WORK TO COMPLETE
Extract every one of the lines below and reproduce each without any change.

##### INFORMATION SHOWN #####

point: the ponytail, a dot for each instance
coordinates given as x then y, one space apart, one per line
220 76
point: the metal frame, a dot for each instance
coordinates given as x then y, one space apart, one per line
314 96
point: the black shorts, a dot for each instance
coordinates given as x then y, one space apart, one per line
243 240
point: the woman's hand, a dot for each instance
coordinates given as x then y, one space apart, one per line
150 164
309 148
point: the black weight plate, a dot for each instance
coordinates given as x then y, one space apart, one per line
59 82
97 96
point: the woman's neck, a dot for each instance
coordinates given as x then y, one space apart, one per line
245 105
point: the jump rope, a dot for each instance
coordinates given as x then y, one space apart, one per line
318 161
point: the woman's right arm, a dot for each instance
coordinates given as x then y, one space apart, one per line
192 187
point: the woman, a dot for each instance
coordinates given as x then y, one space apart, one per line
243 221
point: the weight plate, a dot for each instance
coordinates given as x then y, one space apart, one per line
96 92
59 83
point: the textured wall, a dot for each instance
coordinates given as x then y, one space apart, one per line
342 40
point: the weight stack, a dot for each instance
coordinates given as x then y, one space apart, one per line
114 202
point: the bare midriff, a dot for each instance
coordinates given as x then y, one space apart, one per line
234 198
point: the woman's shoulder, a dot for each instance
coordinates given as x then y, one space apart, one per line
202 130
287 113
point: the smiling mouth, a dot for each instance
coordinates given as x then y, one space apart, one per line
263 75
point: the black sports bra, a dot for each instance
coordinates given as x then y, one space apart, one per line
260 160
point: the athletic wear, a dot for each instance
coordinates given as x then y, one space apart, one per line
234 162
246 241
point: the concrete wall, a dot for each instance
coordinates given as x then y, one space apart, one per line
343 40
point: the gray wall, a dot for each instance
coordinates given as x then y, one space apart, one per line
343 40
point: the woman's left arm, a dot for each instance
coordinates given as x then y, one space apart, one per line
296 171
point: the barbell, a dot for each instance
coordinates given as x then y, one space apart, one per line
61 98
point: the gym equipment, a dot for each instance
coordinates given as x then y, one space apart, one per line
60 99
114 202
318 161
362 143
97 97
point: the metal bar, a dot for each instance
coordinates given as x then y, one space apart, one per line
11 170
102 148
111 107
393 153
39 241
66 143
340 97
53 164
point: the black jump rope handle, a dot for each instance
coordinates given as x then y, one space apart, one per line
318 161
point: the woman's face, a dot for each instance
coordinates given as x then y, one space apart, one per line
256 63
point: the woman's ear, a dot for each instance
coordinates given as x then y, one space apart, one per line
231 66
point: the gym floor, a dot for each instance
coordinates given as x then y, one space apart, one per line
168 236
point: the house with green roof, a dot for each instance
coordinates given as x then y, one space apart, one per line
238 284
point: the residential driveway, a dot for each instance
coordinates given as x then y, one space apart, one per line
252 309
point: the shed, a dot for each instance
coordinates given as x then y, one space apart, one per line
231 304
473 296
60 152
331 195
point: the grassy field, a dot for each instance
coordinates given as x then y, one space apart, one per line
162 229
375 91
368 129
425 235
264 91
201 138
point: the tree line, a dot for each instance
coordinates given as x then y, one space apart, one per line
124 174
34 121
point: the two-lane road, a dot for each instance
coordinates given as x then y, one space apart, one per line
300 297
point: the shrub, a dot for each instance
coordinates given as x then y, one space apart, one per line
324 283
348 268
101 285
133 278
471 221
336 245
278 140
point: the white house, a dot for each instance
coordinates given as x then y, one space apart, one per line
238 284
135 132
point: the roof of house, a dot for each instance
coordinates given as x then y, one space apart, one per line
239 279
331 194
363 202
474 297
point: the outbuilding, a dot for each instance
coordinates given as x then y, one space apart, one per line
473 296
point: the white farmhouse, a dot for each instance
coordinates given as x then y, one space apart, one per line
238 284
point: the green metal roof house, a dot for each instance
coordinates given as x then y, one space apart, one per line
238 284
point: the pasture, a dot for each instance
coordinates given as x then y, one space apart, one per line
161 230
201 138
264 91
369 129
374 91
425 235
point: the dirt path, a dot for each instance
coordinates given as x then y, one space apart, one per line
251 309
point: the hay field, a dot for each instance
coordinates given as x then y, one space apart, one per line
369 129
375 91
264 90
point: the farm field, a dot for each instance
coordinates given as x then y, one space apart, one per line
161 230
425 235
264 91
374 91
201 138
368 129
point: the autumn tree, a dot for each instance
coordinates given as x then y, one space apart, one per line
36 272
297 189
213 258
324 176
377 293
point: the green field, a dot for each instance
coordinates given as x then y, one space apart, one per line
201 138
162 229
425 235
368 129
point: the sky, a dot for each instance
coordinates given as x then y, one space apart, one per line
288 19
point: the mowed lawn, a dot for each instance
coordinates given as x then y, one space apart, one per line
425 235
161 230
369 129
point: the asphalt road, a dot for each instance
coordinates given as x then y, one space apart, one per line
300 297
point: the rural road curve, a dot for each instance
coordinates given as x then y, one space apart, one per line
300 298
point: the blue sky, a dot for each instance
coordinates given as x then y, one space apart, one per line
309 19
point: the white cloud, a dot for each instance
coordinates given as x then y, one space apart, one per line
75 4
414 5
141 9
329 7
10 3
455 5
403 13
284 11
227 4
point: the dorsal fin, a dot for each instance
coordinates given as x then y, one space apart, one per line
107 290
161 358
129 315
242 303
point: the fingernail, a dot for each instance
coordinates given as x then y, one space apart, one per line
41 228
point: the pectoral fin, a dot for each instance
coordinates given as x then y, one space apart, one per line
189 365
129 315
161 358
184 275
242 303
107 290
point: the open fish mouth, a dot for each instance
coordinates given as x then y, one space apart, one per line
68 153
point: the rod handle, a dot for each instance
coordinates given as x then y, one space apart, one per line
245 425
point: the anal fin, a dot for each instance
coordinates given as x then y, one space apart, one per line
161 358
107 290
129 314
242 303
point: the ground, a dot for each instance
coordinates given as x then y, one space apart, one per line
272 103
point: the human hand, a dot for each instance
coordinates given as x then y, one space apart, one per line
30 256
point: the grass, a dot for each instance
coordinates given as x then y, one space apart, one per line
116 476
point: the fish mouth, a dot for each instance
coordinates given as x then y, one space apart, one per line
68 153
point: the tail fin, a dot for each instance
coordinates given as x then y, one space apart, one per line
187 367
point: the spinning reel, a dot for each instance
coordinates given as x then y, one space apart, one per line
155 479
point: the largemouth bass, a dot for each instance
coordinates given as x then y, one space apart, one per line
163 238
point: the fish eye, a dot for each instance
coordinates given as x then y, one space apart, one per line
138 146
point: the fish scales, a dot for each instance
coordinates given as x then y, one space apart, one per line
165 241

#####

ANSWER FOR THIS EXERCISE
point: the ponytail, a dot for each instance
coordinates given as x then y, one space apart, one per line
220 76
point: the metal frame, a dot for each instance
coordinates given as x then y, one space apart, one per line
314 96
point: the black shorts, a dot for each instance
coordinates given as x then y, one space apart, one per line
243 240
point: the woman's hand, a dot for each instance
coordinates given as x then y, one space apart, one per line
150 164
309 148
point: the black weight plate, a dot for each instance
coordinates given as x then y, one space apart, one per line
59 82
97 96
point: the woman's neck, a dot for each instance
coordinates given as x then y, one space apart, one per line
245 105
point: the jump rope, a dot for each instance
coordinates given as x then y, one space apart, one per line
318 161
point: the woman's right arm, a dot for each instance
coordinates given as x then y, one space apart, one per line
192 187
point: the woman, a dot for each instance
coordinates given as x then y, one space apart, one per line
243 221
point: the weight plate, a dot for each instance
coordinates given as x then y, one space apart, one per line
96 92
59 83
point: the textured wall, a dot for each instance
coordinates given as x then y, one space apart, one per line
342 40
point: the weight stack, a dot for each instance
coordinates given as x then y, one space apart, one per line
114 202
point: the bare midriff, a dot for each instance
coordinates given as x then y, one space apart, one per line
234 198
point: the woman's shoulder, a dot for each instance
coordinates given as x then y, one space apart, one per line
202 130
287 113
point: the smiling mouth, a dot for each instance
coordinates given as x then y, one space apart, one per line
263 75
point: the black sports bra, a dot for each instance
coordinates given as x then y, one space apart, one per line
260 160
point: the athletic wear, a dot for each instance
coordinates given as x then y, one space apart, one per line
234 162
246 241
point: the concrete wall, a dot for each instance
coordinates given as x then y, one space apart, one per line
343 40
point: the gray wall, a dot for each instance
coordinates given as x then y, one space apart, one per line
343 40
point: the woman's left arm, a dot for each instance
coordinates given as x then y, one space apart, one per line
296 171
point: the barbell, a dot for each instance
coordinates given as x then y, one space apart, one per line
61 98
point: the gym equipment, a dot for each instance
coordinates given as x then y, one space apart, one per line
60 99
114 202
318 161
362 143
97 97
point: the metal bar, a dot for each instance
coordinates given as x then y, one space apart, one per line
11 170
102 148
111 107
393 153
39 241
66 143
340 97
53 164
point: the black jump rope handle, a dot for each instance
coordinates given as x then y, one space apart, one per line
318 161
point: the woman's face, a dot for each instance
coordinates given as x then y, one space apart, one per line
256 63
point: the woman's ear, a dot for each instance
coordinates given as x then y, one space apart, one per line
231 66
point: the gym floor, a dot for each instance
coordinates given as x then y, one space apart, one per line
168 236
point: the house with green roof, a dot for each instance
coordinates given as x then y, one space apart, one per line
238 284
point: the residential driveway, a dot for each instance
coordinates given as x then y, one space apart, one per line
252 309
point: the shed, a dot for each instance
coordinates given as x then y, one space apart, one per line
231 304
473 296
60 152
331 195
point: the grassy field, a dot for each instance
coordinates given as x then y, one space apart, one per line
162 229
375 91
368 129
425 235
264 91
201 138
point: the tree line, a dot for each instance
coordinates given as x then y, one space apart, one per line
124 174
34 121
point: the two-lane road, a dot for each instance
coordinates given as x then y, one space apart, one per line
300 297
point: the shrub, a dot for each instance
coordinates given as x then y, one space apart, one per line
324 283
348 268
101 285
133 278
471 221
336 245
278 140
point: the white house, a dot for each instance
coordinates given as x then y, one space apart, one per line
238 284
135 132
point: the roof of house, a dot for each instance
coordinates given as x then y, one space apart, one per line
239 279
331 194
363 202
474 297
point: the outbuilding, a dot for each instance
coordinates given as x then y, one space apart, one per line
473 296
point: the white farmhouse, a dot for each instance
coordinates given as x then y, one space apart, one per line
238 284
point: the green metal roof house, a dot for each instance
coordinates given as x then y, one space apart, one per line
238 284
point: the pasture, a dot for each instance
coordinates given as x then y, one space apart, one per line
161 230
201 138
264 91
369 129
374 91
425 235
point: the dirt path, a dot for each instance
coordinates given as x then y, one space apart, one per line
251 309
point: the hay field, a dot for each instance
coordinates given as x then y, one space apart, one per line
369 129
375 91
264 90
point: the farm field, a dot for each instance
coordinates given as x then y, one space apart, one per line
161 230
425 235
264 91
374 91
201 138
368 129
point: the autumn tree, a dot for each instance
coordinates given as x then y, one space apart, one per line
36 272
297 189
213 258
324 176
377 293
point: the green field, a dot for each instance
coordinates given as x then y, one space apart, one per line
201 138
162 229
425 235
368 129
point: the sky, a dot for each instance
coordinates given as x then y, one space apart, one per line
288 19
point: the mowed lawn, a dot for each instance
coordinates given as x then y, one space apart, one per line
425 235
161 230
369 129
point: the asphalt road, a dot for each instance
coordinates given as x then y, one space apart, one per line
300 297
point: the rural road curve, a dot for each instance
coordinates given as x then y, one space apart, one per line
300 298
point: the blue sky, a dot for each instance
coordinates given as x then y, one space apart, one per line
309 19
point: the white cloud, a dot for each instance
coordinates given as x then y, one space apart, one per line
75 4
414 5
141 9
329 7
10 3
455 5
403 13
284 11
227 4
point: the dorsal fin, a dot for each instance
coordinates given as x then y, one space apart, one per line
107 290
161 358
129 315
242 303
point: the fingernail, a dot for each instance
coordinates given as x then y, one space apart, one per line
41 228
point: the pectoral fin, a dot for each instance
coordinates given as x then y, one space apart, one per line
189 365
129 315
161 358
184 275
242 303
107 290
point: the open fish mouth, a dot for each instance
coordinates given as x then y, one space apart, one per line
68 153
point: the rod handle, a dot for each instance
coordinates given as x then y, one space apart, one per line
245 425
point: the anal fin, a dot for each instance
coordinates given as x then y, one space apart, one per line
161 358
107 290
129 314
242 303
point: the ground, a dot for each instance
coordinates given as x then y, one space apart, one per line
272 103
point: the human hand, a dot for each instance
coordinates given as x then y, one space apart, one per line
30 256
point: the grass, a dot for each instance
coordinates given as x then y, one space apart, one per line
116 476
point: the fish mouth, a dot for each instance
coordinates given as x then y, one space apart, one per line
68 153
point: the tail fin, a dot for each instance
coordinates given as x then y, one space apart, one per line
187 367
point: the spinning reel, a dot for each instance
coordinates given as x then y, one space apart, one per line
155 479
point: the largemouth bass, a dot for each instance
coordinates given as x then y, one space apart, one per line
163 238
point: the fish eye, a dot for each instance
coordinates given as x then y, one space apart, one per line
138 146
point: the fish scales, a dot for each instance
coordinates given as x then y, one space apart, one per line
165 241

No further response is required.